> [ABOUT THIS TASK]: Restate the whole of the data below word for word, skipping the images.

> [EXERCISE DATA]:
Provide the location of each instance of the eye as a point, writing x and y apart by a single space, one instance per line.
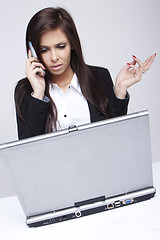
61 46
43 50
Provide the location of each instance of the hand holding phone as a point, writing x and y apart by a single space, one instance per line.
32 49
35 73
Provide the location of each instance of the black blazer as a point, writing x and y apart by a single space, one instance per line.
35 111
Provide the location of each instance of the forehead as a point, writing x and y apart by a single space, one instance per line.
53 37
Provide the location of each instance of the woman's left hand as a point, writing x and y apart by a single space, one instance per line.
131 74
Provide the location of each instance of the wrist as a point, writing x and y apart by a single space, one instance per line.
120 91
38 95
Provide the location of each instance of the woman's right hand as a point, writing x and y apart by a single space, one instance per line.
35 74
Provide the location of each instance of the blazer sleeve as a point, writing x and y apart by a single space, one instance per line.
33 117
117 107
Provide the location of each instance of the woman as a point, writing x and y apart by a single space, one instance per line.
69 92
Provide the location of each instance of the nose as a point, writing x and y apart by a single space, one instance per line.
54 56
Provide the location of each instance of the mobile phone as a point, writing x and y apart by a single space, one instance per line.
34 53
32 49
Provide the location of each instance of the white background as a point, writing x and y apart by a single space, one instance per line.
110 32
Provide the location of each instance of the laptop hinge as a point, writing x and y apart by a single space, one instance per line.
90 201
72 128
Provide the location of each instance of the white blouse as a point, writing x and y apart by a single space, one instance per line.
72 107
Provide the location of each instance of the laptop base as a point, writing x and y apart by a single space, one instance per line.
81 209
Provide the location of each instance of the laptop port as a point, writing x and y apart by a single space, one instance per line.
52 220
128 201
78 214
110 206
117 204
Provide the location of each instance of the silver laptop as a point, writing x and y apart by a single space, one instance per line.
82 170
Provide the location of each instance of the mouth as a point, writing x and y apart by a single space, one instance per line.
56 67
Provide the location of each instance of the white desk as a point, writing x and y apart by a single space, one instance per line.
137 221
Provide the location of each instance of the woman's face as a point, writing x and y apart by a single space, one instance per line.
55 51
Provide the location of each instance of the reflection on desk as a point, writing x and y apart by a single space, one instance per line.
137 221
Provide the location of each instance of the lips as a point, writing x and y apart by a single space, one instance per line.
56 67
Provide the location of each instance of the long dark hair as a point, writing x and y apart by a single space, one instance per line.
51 19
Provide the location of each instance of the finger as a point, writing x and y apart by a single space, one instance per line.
29 53
37 64
39 71
134 70
138 61
149 60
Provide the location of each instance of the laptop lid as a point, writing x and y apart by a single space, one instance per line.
55 171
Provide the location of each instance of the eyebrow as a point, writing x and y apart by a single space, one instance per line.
62 42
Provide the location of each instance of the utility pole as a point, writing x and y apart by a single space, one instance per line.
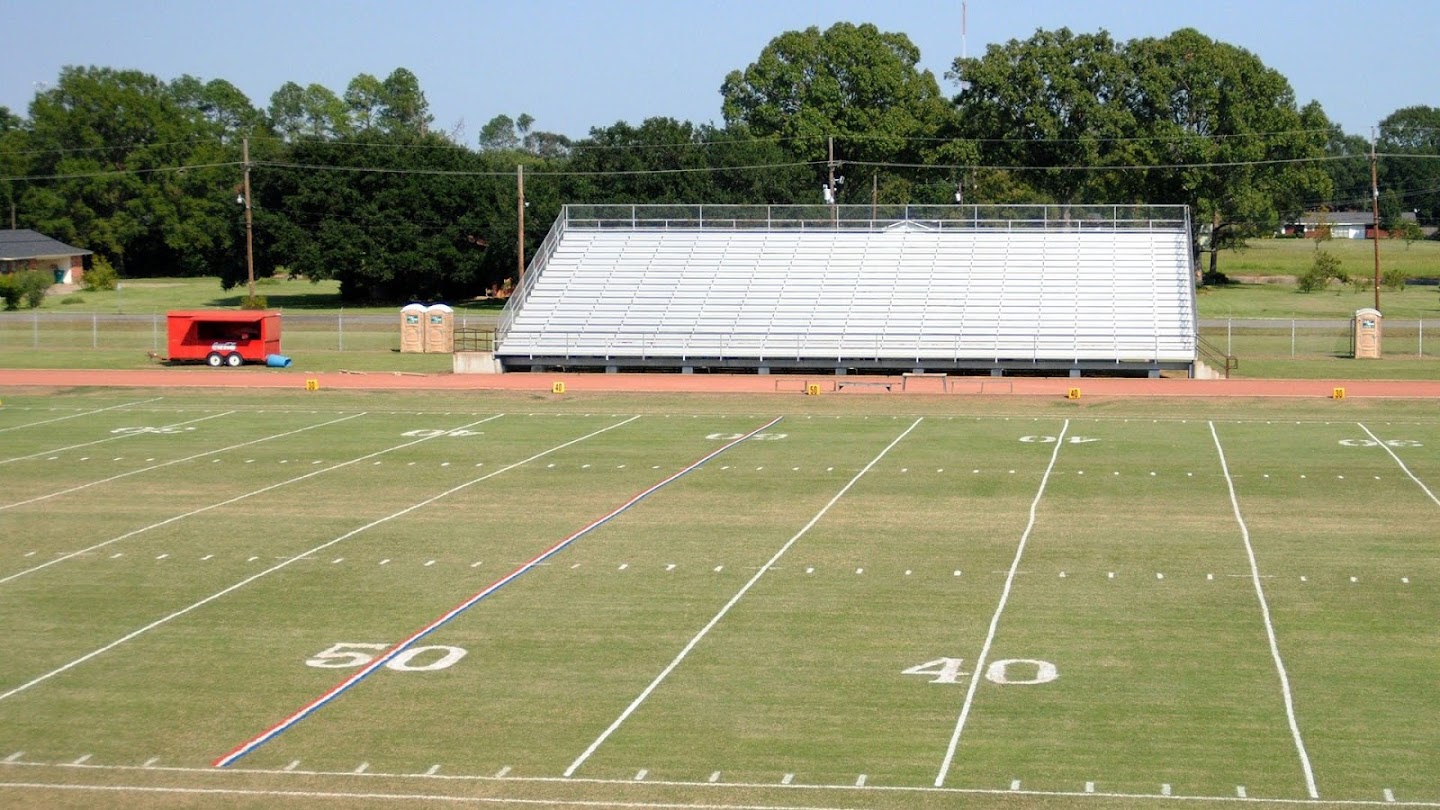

> [RESULT]:
Provide the location of each instance of the eye as a point, writing x and y apart by a single space, one instance per line.
61 46
43 50
Provide the location of each instance of the hand holding phone as a point, writing x and y apart by a single space, one instance per line.
32 49
35 73
Provide the location of each instance of the black blazer as a point, writing x and y apart by a single space, one instance per line.
35 111
Provide the location of each instance of the forehead as a point, writing x and y apart by a single space, one instance per line.
53 37
Provide the location of each instance of the woman's left hand as a point, writing x and y apart by a single space, one instance per line.
131 74
Provide the location of each instance of the wrist as a point, writing x and y apart by a single space, one instance per line.
120 91
38 95
Provide the location of each instance of the woman's right hand as a point, writing x and y apart by a single space, one instance per line.
35 74
Provide the location of each instance of the blazer sleeve as a point, writing x and y apart by a single space, one instance per line.
33 117
117 107
Provide the location of each instance of the woman as a point, writing x and y apart by a single space, one instance per line.
69 92
Provide the location of each instance of the nose as a point, writing x and y apart by a single space, one instance per line.
54 56
Provide the location of each instance of the mobile phone as a point, writing x and y apart by a single space, one instance per line.
34 53
32 49
Provide the location of each instance of the white background as a point, writing x and y apart by a single space, one instance per line.
110 32
Provide the location of each instance of the laptop hinge as a point, writing x and y apart by a single space, one instance per line.
90 201
72 128
Provide the location of each instance of the white blouse as a point, writing x and y apart by a single space, one instance per line.
72 107
Provide the location of each instance of the laptop base as a point, writing x and y apart by a single space, one instance per line.
81 209
Provide the location of each instance of the laptop port as a point, writing x and y apart by a single space, one instance per line.
52 220
128 201
78 214
110 206
117 204
Provide the location of each instance of the silver laptop as a point, writing x and y apart by a single space, one instance per line.
82 170
Provide the location of each instance of the mouth as a point, writing x and y apart by a single space, one instance per line.
56 67
Provide the location of each instance of the white desk as a point, writing x and y apart by a single space, one instance per line.
137 221
Provide the location of each instance of the woman's face as a point, writing x and y apart by a single space, one instance per line.
55 51
Provide the location of each instance of the reflection on desk as a point, writing x and y apart by a single space, one instance per line.
137 221
Provide the location of each instance of the lips as a point, writing x and y apart by a single space, one instance per line.
56 67
Provide the location of each instance of the long dark hair as a point, writing x and y apart by a single space, one instance per line.
51 19
Provide the location of each instance of the finger as a point, writing x and y apart by a single space, one instance per line.
29 53
37 64
39 71
134 70
138 61
149 60
Provide the location of each instance of the laptop lid as a point, writing x and y apart by a single space, one instance per line.
55 171
Provide the location of each instance of the eyebrow as a point, writing x and y apart by a single space, one instance per line.
62 42
Provide the location of each instance of the utility pole as a point, writing x and y apart by a single space, one instance per line.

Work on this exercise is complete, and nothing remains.